What you need to do:
Copy the entire listing exactly.

Dataset excerpts:
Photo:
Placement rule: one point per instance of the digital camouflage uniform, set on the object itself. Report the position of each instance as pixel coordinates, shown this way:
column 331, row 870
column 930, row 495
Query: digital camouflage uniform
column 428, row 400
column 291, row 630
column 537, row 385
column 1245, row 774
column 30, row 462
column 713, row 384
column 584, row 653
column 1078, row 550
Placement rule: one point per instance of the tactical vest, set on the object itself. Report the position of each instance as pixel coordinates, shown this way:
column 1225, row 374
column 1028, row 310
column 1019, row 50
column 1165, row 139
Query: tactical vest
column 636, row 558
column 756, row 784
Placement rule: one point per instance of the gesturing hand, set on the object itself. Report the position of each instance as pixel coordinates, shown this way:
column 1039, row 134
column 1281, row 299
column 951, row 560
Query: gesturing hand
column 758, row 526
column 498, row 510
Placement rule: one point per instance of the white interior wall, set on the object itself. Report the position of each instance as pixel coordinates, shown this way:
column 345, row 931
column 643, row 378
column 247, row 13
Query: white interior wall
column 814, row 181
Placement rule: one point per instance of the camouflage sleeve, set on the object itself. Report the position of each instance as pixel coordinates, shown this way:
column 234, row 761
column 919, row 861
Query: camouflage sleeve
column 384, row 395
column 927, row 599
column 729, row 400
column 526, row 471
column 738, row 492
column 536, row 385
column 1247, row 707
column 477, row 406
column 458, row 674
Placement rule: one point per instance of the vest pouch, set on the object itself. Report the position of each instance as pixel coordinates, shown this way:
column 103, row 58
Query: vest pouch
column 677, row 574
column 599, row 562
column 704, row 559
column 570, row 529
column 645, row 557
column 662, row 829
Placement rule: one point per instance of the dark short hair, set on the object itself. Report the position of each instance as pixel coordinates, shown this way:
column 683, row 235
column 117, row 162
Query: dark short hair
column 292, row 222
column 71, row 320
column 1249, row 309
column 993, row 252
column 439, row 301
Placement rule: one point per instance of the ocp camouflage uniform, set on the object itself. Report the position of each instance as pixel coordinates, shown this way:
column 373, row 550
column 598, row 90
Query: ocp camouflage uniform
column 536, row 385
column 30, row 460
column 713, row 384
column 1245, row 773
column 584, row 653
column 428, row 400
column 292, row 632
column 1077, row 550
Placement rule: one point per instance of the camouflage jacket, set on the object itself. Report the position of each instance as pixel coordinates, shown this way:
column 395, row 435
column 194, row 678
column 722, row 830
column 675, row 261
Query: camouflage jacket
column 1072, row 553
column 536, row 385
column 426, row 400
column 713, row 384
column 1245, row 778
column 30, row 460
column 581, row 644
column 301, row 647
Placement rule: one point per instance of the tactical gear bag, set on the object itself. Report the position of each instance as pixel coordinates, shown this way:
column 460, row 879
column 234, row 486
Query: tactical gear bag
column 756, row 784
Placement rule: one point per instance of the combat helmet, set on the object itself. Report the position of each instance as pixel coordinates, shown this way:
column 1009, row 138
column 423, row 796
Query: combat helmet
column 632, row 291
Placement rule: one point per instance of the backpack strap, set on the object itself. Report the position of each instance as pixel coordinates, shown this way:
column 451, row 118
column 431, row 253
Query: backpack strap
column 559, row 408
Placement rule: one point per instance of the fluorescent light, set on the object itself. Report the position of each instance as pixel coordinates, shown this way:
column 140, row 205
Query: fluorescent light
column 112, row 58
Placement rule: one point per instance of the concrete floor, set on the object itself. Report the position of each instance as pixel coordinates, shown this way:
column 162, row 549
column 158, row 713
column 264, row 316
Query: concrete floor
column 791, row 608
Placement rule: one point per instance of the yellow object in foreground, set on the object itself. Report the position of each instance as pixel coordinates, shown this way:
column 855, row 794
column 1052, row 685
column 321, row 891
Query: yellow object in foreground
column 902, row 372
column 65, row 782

Task response:
Photo:
Placement rule: one point per instance of the digital camouflage uniform, set on the object itself. Report the position of each instance as pixel coordinates, shown this way:
column 331, row 870
column 930, row 495
Query: digital camouflage uniform
column 428, row 400
column 291, row 630
column 537, row 385
column 1245, row 774
column 30, row 462
column 713, row 384
column 584, row 653
column 1078, row 550
Placement rule: one point per instance of the tactical vest, set on the object itself. Report the position of each instance as pixel coordinates, shown this way:
column 1225, row 374
column 1028, row 310
column 1019, row 50
column 1165, row 139
Query: tactical vest
column 636, row 558
column 756, row 784
Placement rule: one point per instance of the gesturing hand, set on the object itself. Report the position of each instance as pixel coordinates, shown this way:
column 1039, row 134
column 1281, row 299
column 951, row 560
Query: gesturing hand
column 758, row 526
column 498, row 510
Placement rule: one point per instance of the white interior wall, set on the object itself. Report the position of each instance as pixel coordinates, shown this way:
column 345, row 931
column 643, row 378
column 247, row 13
Query: white interior wall
column 814, row 181
Placement rule: one point per instance of the camouflage sleeve, set on the object itself. Report the position of each instance as pixel coordinates, shown this way:
column 234, row 761
column 919, row 861
Query: camouflage sleeve
column 384, row 395
column 927, row 599
column 729, row 400
column 526, row 471
column 738, row 492
column 536, row 385
column 1247, row 707
column 477, row 406
column 458, row 674
Placement rule: one point per instance of the vest pouch, set on the object itself. Report the position of each instance as pixel coordinates, shown this way:
column 103, row 58
Query: vest pouch
column 677, row 574
column 599, row 562
column 704, row 559
column 570, row 529
column 645, row 557
column 662, row 829
Placement rule: one point per instance of the dark short hair, set on the object itself. Report the position of each instance as pixel coordinates, shown this way:
column 683, row 235
column 117, row 162
Query: dark short hair
column 292, row 222
column 71, row 320
column 1249, row 309
column 993, row 252
column 439, row 301
Placement rule: one point per instance of the ocp camouflage uniform, set on the object itself. Report the position of each instance as pixel coordinates, shown this way:
column 373, row 550
column 598, row 90
Query: ocp camouflage uniform
column 536, row 385
column 30, row 460
column 713, row 384
column 1245, row 773
column 584, row 653
column 428, row 400
column 292, row 632
column 1077, row 550
Placement rule: one point per instance of the camouflage jacket, set on the object itself. Report the position of each instance as pixel coordinates, shown this way:
column 395, row 435
column 194, row 678
column 722, row 830
column 675, row 261
Query: camouflage jacket
column 1072, row 553
column 536, row 385
column 426, row 400
column 713, row 384
column 1245, row 778
column 30, row 460
column 581, row 644
column 301, row 647
Placement rule: one point per instance of the tactical gear bag, set on the object itself. Report the position of each instance as pixel coordinates, shown this way:
column 460, row 879
column 234, row 486
Query: tactical gear bag
column 756, row 784
Placement rule: one point per instance of the combat helmet, set on the object itself. Report the position of each instance as pixel coordinates, shown this way:
column 1009, row 138
column 423, row 796
Query: combat helmet
column 632, row 291
Placement rule: one point per instance of the backpack strap, set on the object itself. Report the position of each instance as pixel coordinates, shown this way:
column 451, row 118
column 431, row 253
Query: backpack strap
column 559, row 408
Placement rule: one point per instance of the fluorescent light, set on the object itself. Report the position of each instance as pixel coordinates, shown this way:
column 140, row 205
Query: fluorescent light
column 112, row 58
Placement rule: one point per instance of the concrete floor, set on the object itself. Report the position of each instance as pixel coordinates, shown this way:
column 162, row 549
column 158, row 713
column 264, row 316
Query: concrete floor
column 791, row 608
Placement rule: one point per instance of the yellow object in foreground, set on the object itself. Report the position of each instance as pixel coordinates, shown this way:
column 855, row 794
column 1052, row 685
column 321, row 891
Query: yellow object in foreground
column 902, row 372
column 65, row 782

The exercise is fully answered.